▸ **Task directions**
Gather every line in the items below that contains the word "uniform". Case counts.

-- Begin Data for processing --

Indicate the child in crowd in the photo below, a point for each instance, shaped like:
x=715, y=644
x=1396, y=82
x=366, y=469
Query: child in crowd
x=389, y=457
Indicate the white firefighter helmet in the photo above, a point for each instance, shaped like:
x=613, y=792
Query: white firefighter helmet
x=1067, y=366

-- End Data for processing --
-- Begin Data for processing --

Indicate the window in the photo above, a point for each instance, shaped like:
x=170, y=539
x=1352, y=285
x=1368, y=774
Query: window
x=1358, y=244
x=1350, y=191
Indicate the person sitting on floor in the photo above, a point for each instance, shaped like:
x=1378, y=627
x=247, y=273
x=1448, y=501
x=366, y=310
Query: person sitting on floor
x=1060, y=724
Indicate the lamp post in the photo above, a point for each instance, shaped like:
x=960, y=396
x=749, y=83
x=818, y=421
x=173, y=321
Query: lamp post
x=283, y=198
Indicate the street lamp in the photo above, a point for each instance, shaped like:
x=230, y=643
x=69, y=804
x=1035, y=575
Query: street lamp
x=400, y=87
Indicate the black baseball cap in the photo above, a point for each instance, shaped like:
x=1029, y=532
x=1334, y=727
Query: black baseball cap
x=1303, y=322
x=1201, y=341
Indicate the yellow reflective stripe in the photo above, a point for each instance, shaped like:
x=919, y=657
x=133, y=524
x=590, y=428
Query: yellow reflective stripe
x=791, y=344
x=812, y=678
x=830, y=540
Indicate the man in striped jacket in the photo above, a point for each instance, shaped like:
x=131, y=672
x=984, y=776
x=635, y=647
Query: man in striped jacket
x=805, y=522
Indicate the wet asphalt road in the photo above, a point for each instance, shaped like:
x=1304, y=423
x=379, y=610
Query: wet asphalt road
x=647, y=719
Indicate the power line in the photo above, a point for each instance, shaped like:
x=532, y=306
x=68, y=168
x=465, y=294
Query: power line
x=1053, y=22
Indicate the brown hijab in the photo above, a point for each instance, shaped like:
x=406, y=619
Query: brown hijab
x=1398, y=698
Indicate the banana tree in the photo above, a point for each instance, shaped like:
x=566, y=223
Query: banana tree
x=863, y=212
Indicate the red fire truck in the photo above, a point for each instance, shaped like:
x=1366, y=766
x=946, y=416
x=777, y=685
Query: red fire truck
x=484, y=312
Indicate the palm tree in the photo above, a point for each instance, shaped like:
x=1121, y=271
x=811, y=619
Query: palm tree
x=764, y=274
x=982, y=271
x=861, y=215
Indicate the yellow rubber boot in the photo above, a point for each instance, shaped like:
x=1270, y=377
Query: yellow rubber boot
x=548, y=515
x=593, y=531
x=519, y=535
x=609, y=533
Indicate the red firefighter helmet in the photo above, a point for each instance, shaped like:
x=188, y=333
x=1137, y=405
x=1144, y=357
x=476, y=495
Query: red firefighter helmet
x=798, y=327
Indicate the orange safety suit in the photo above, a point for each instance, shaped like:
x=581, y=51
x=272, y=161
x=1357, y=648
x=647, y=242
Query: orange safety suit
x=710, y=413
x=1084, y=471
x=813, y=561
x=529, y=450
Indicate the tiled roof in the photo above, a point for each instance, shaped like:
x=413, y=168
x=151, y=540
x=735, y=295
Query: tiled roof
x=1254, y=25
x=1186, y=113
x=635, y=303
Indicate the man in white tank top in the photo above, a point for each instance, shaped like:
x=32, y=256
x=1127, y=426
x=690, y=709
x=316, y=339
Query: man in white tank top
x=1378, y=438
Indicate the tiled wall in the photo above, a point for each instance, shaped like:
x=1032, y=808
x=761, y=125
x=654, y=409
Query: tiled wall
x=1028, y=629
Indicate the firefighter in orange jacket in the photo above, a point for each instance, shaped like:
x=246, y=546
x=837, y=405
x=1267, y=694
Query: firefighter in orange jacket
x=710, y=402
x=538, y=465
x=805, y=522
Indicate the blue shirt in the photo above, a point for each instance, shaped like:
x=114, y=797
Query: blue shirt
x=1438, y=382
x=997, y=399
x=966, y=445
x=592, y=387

-- End Data for processing --
-- Begin Data for processing --

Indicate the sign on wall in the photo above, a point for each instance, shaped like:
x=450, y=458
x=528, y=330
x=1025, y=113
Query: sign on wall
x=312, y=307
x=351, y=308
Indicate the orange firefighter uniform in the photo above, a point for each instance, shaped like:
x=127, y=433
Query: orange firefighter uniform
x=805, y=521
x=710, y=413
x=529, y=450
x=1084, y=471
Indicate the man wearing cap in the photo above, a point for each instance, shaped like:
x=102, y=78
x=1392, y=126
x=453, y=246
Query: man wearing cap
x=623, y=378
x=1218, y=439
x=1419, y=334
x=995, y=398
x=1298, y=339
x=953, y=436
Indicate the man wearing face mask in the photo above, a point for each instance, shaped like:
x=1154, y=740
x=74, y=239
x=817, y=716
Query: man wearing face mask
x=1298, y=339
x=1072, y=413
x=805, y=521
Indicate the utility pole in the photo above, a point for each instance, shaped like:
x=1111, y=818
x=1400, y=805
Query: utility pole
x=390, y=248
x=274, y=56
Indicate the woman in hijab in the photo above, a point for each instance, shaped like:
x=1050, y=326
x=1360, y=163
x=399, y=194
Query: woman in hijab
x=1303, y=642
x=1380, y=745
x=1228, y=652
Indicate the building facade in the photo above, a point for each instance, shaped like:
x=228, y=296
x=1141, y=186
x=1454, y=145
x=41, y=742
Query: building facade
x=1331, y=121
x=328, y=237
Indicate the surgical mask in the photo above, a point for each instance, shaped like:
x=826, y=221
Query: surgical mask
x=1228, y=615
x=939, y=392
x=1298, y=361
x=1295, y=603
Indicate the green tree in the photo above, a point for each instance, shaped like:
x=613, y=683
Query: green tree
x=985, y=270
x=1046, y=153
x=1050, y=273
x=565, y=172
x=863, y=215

-- End Data for processing --

▸ **Written answer**
Indicate the orange firefighter uniform in the photo above, a point for each instance, shaped like:
Query: orange firefighter uniform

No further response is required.